**Referring expression data:**
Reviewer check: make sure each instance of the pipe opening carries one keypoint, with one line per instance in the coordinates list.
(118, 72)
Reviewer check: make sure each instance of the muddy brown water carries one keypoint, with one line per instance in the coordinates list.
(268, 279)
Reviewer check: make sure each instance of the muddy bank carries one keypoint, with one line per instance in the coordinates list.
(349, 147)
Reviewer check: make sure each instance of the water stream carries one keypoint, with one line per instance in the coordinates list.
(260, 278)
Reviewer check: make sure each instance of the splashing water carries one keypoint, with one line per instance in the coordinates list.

**Directions for this task:**
Retype the records above exactly as they appear.

**Task response:**
Reviewer check: make sure each instance of the pipe opening carries one keypoint, with one line per instance in the coordinates list.
(118, 72)
Reviewer check: make sure each instance of the muddy brown water carries one keypoint, with one line per instance in the coordinates list.
(268, 279)
Reviewer check: make sure each instance of the muddy bank carries one keypoint, with one line per instance in the coordinates list.
(349, 147)
Reviewer check: make sure each instance of the water stream carries one keypoint, with one line per instance in the coordinates list.
(260, 278)
Reviewer check: make sure each instance of the splashing water carries one keypoint, with one line per instance in the coordinates list.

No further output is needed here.